• TASK PROMPT
Put each line of the data below into a numbered list, skipping blank lines. Leave the pictures out of your answer.

-- start of PROVIDED DATA --

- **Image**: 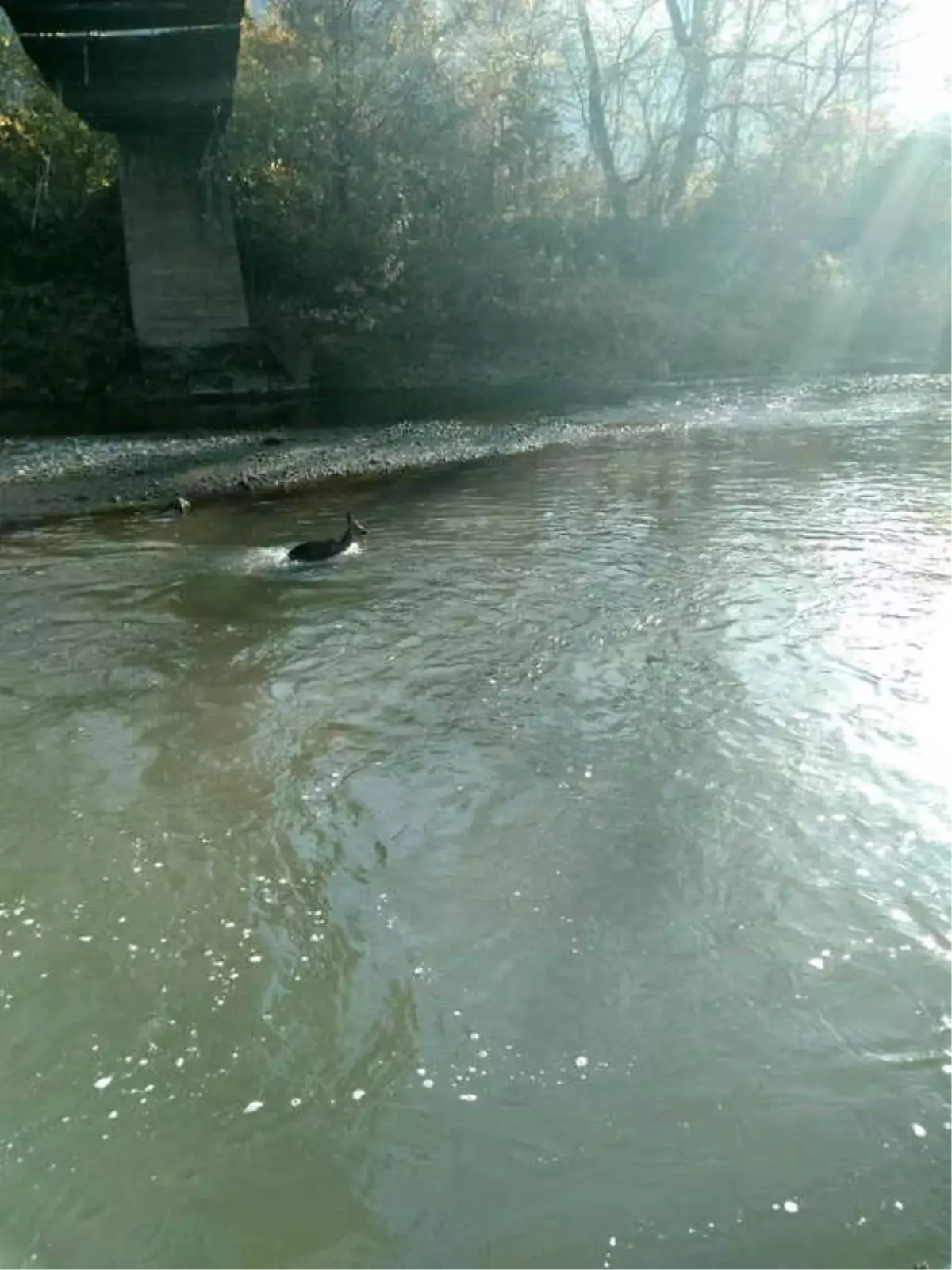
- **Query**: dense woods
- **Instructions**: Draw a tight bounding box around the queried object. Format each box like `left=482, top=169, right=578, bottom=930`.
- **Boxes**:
left=0, top=0, right=952, bottom=386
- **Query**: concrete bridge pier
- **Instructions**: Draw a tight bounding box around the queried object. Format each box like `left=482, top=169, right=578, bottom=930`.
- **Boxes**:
left=119, top=136, right=249, bottom=351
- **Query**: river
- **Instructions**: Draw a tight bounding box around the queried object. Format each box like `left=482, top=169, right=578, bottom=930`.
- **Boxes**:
left=0, top=380, right=952, bottom=1270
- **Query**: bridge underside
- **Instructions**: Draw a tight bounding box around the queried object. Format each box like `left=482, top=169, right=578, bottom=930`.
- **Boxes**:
left=0, top=0, right=248, bottom=349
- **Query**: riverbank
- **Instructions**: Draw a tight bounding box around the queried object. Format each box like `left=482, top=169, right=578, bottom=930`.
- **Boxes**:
left=0, top=374, right=935, bottom=530
left=0, top=387, right=642, bottom=530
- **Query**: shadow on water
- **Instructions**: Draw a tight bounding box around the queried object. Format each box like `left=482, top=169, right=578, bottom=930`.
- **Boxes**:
left=0, top=378, right=952, bottom=1270
left=2, top=525, right=416, bottom=1270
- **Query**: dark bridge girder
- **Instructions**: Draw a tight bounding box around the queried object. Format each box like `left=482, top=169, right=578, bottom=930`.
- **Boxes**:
left=4, top=0, right=244, bottom=137
left=0, top=0, right=254, bottom=349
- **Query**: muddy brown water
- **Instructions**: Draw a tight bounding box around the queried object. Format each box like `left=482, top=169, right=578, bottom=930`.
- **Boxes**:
left=0, top=381, right=952, bottom=1270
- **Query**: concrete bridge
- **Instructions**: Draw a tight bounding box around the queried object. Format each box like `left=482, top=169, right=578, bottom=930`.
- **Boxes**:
left=0, top=0, right=249, bottom=351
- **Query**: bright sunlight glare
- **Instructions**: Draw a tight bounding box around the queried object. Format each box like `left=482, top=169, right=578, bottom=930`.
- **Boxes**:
left=895, top=0, right=952, bottom=125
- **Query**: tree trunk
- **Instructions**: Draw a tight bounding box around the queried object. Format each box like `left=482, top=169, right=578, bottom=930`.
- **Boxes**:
left=575, top=0, right=628, bottom=224
left=668, top=0, right=711, bottom=209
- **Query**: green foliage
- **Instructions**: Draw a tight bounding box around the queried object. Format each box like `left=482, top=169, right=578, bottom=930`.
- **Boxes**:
left=0, top=34, right=129, bottom=386
left=0, top=0, right=952, bottom=382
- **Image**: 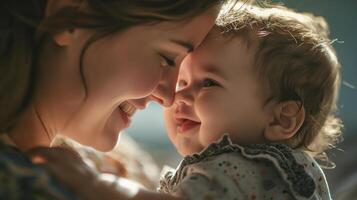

-- end of PROVIDED DATA --

• WRITTEN ANSWER
1. - **Image**: 
2. - **Query**: dense woods
3. - **Instructions**: Draw a tight bounding box around the queried object. Format each box like `left=482, top=169, right=578, bottom=930`.
4. - **Boxes**:
5. left=0, top=0, right=952, bottom=386
6. - **Query**: concrete bridge pier
7. - **Instructions**: Draw a tight bounding box around the queried object. Format each box like `left=482, top=169, right=578, bottom=930`.
8. - **Boxes**:
9. left=119, top=136, right=249, bottom=351
10. - **Query**: river
11. - **Instructions**: Draw a tight bounding box around the queried object. Format each box like `left=482, top=169, right=578, bottom=930`.
12. - **Boxes**:
13. left=0, top=380, right=952, bottom=1270
14. - **Query**: bridge underside
15. - **Instructions**: Draw a tight bounding box around the queried object. Format each box like `left=482, top=169, right=578, bottom=930`.
16. - **Boxes**:
17. left=0, top=0, right=248, bottom=349
18. - **Query**: riverbank
19. - **Instructions**: Draw a tight bounding box around the queried object. Format each box like `left=482, top=169, right=578, bottom=930`.
20. - **Boxes**:
21. left=0, top=374, right=935, bottom=530
22. left=0, top=387, right=642, bottom=530
23. - **Query**: shadow on water
24. - **Instructions**: Draw a tight bounding box around the queried object. Format each box like `left=482, top=169, right=578, bottom=930`.
25. - **Boxes**:
26. left=0, top=378, right=952, bottom=1270
27. left=2, top=525, right=416, bottom=1270
28. - **Query**: dark bridge girder
29. - **Instructions**: Draw a tight bounding box around the queried object. Format each box like `left=482, top=169, right=578, bottom=930`.
30. - **Boxes**:
31. left=4, top=0, right=244, bottom=137
32. left=0, top=0, right=254, bottom=349
33. - **Query**: muddy brown water
34. - **Instructions**: Draw a tight bounding box around the queried object. Format each box like `left=482, top=169, right=578, bottom=930`.
35. - **Boxes**:
36. left=0, top=381, right=952, bottom=1270
37. - **Query**: concrete bridge
38. - **Instructions**: Draw a tight bounding box around the queried object. Format each box like `left=482, top=169, right=578, bottom=930`.
39. - **Boxes**:
40. left=0, top=0, right=249, bottom=351
41. - **Query**: bright sunlight glare
42. - **Instructions**: Draw a tight bounding box around the queried object. Format each box like `left=482, top=169, right=578, bottom=930`.
43. - **Boxes**:
44. left=895, top=0, right=952, bottom=125
45. - **Query**: tree trunk
46. - **Instructions**: Draw a tight bounding box around the queried object. Format each box like `left=482, top=169, right=578, bottom=930`.
47. - **Boxes**:
48. left=575, top=0, right=628, bottom=224
49. left=668, top=0, right=711, bottom=209
50. - **Query**: green foliage
51. - **Instructions**: Draw a tight bounding box around the queried object. Format each box like `left=482, top=169, right=578, bottom=930`.
52. - **Boxes**:
53. left=0, top=34, right=129, bottom=386
54. left=0, top=0, right=952, bottom=382
55. - **Image**: 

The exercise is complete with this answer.